[Work order] Output verbatim the lines beginning at the one that contains "Query: wooden keel block" and ending at the last line of the material, inclusive of both.
━━━━━━━━━━━━━━━━━━━━
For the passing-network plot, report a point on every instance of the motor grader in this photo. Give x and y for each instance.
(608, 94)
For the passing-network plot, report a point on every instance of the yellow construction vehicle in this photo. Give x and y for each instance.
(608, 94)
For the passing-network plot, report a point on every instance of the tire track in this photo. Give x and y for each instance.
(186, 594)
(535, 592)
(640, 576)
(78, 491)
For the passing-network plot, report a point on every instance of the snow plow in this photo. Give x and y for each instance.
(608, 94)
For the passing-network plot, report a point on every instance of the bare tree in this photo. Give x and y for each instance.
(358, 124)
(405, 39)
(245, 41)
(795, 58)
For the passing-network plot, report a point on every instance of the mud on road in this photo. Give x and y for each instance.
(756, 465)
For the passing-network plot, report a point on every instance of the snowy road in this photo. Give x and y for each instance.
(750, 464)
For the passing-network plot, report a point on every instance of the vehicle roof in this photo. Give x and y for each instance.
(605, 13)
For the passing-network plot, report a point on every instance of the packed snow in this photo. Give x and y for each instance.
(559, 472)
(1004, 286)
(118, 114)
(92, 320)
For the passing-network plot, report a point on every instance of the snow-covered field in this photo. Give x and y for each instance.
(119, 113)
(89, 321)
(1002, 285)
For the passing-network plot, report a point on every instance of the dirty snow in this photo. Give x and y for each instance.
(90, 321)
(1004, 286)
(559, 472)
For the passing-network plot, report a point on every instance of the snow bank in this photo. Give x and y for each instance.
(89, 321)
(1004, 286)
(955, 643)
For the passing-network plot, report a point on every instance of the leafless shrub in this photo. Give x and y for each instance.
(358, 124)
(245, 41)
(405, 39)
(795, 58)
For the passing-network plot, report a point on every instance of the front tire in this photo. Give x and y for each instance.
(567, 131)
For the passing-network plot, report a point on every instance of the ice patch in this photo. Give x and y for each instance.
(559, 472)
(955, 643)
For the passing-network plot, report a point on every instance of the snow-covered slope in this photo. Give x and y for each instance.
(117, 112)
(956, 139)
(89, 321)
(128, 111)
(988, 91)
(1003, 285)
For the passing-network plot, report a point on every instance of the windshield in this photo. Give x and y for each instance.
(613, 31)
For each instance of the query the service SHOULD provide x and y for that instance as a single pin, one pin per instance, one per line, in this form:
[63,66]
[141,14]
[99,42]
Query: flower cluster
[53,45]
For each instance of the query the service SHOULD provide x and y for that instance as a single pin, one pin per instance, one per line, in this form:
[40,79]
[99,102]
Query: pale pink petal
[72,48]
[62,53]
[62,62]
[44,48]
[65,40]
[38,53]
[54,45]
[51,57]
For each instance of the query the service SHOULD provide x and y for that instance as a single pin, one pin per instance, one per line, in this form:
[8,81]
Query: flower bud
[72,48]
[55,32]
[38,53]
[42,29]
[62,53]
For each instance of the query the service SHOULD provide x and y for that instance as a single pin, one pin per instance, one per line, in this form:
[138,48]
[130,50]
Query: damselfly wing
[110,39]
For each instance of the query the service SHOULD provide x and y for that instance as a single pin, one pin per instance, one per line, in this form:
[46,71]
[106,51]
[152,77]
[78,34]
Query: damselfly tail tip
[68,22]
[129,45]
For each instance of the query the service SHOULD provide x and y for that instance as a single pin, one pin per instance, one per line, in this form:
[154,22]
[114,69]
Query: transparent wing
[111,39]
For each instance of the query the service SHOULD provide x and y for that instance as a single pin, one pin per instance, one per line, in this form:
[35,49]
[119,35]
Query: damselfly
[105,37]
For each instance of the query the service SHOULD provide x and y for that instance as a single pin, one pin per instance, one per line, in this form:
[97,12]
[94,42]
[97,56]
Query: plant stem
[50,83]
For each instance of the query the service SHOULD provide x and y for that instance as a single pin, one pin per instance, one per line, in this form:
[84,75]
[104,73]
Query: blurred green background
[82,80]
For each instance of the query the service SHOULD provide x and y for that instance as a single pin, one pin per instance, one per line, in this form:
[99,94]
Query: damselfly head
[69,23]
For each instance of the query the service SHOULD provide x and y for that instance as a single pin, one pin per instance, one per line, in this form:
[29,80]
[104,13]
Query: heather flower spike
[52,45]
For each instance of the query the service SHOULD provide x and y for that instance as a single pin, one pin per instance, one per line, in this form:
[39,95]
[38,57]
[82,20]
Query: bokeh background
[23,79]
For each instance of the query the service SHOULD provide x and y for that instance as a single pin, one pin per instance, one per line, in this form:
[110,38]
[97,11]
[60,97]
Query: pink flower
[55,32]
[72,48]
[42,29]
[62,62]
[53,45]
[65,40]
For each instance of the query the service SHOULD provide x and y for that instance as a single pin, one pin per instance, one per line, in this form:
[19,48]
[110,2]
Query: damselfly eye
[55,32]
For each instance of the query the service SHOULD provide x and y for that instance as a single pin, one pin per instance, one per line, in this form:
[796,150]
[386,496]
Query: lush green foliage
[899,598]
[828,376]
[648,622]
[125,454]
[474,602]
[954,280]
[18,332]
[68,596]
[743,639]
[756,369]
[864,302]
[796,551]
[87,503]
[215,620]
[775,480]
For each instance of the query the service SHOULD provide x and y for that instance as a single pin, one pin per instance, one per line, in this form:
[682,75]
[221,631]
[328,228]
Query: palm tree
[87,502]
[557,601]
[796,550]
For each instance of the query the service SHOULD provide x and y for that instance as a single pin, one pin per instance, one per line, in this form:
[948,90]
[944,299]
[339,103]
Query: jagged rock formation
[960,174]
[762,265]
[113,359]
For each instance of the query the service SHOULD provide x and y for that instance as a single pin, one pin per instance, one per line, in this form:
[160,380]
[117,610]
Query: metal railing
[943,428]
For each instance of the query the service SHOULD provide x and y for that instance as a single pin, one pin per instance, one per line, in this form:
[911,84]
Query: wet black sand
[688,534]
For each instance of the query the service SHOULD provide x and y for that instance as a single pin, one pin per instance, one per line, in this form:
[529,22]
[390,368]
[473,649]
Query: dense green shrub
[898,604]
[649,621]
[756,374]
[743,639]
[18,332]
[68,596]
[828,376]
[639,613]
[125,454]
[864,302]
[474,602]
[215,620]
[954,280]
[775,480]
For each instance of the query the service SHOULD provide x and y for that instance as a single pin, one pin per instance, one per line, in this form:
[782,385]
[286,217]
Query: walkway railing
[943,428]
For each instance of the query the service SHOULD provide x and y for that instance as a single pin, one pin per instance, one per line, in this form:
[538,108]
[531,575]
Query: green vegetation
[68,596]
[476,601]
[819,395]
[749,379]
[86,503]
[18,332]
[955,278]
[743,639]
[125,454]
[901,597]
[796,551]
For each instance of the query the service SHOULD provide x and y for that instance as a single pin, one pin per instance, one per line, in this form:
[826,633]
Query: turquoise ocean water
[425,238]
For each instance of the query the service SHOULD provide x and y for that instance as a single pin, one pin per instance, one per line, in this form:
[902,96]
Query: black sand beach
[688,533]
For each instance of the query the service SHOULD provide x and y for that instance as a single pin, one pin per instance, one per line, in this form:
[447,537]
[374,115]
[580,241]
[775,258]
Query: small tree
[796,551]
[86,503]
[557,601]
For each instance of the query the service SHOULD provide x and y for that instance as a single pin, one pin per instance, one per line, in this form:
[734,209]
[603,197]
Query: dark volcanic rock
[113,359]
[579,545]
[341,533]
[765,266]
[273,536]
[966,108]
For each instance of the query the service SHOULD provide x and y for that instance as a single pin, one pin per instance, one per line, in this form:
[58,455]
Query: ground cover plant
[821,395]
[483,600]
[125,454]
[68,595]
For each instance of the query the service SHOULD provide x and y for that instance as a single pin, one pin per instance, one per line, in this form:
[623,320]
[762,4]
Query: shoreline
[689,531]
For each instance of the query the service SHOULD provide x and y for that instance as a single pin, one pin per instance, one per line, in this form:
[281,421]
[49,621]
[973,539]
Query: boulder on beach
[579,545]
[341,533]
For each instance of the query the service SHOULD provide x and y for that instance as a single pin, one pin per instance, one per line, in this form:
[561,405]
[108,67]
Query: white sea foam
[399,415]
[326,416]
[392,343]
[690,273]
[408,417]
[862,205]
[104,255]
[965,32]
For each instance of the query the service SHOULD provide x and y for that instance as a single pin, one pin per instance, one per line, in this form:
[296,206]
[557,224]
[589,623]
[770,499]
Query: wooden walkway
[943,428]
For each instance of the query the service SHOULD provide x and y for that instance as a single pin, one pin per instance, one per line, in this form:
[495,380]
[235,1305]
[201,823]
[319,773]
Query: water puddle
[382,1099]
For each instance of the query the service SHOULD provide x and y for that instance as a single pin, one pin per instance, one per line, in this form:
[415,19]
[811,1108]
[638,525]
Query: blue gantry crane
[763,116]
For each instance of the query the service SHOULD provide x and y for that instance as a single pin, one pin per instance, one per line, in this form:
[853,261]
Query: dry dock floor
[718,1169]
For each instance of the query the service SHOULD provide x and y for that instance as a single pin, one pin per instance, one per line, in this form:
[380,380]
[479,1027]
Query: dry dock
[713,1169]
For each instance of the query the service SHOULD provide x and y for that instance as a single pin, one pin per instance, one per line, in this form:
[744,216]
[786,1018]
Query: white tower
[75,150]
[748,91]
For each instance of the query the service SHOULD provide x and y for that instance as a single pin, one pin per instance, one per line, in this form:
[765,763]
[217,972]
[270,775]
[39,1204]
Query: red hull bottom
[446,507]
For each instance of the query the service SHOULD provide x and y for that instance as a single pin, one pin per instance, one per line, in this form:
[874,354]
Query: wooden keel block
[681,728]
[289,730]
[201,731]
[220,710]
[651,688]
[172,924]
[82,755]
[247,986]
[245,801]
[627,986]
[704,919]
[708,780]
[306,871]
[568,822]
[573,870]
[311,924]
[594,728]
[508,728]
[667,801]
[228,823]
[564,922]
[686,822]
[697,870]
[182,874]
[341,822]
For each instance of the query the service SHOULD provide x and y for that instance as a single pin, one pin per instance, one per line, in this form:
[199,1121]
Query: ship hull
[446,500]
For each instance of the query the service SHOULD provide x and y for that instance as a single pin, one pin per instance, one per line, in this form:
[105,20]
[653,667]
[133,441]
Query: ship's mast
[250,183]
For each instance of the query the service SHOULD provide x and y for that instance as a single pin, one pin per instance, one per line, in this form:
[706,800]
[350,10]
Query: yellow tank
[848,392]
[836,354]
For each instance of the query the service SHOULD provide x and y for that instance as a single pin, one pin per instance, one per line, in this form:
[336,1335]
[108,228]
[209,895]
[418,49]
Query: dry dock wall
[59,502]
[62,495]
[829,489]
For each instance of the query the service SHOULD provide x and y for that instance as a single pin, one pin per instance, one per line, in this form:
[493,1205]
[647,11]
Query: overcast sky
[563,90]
━━━━━━━━━━━━━━━━━━━━
[Response to this exercise]
Query: wooden keel block
[681,728]
[289,730]
[201,731]
[220,710]
[651,688]
[172,924]
[82,755]
[247,986]
[245,801]
[627,986]
[704,919]
[708,780]
[306,871]
[568,822]
[573,870]
[311,924]
[594,728]
[508,728]
[667,801]
[228,823]
[564,922]
[686,822]
[697,870]
[182,874]
[341,822]
For each instance of the query the service SHOULD provide x and y for that instance as a single pin, one pin per instance, one per line, in this form:
[199,1121]
Query: ship hull
[446,500]
For each instance of the query the service SHOULD provide x and y for that instance as a single pin, one pin per instance, one per line, in this form:
[105,20]
[653,667]
[133,441]
Query: ship's mast
[250,183]
For each instance of the query the service SHOULD provide x and y for that instance as a single pin, one pin per instance, one per line, in this form:
[706,800]
[350,10]
Query: yellow tank
[848,392]
[836,354]
For each instance of the query the service SHOULD provide x and y for that instance as a single pin, one pin per instance, one per line, in this form:
[336,1335]
[108,228]
[209,895]
[418,49]
Query: dry dock wall
[59,502]
[62,495]
[829,489]
For each instance of the query the service SHOULD provide x and y for that instance as a single pin, one pin per instance, one per line, in this form:
[493,1205]
[647,11]
Query: overcast sky
[563,90]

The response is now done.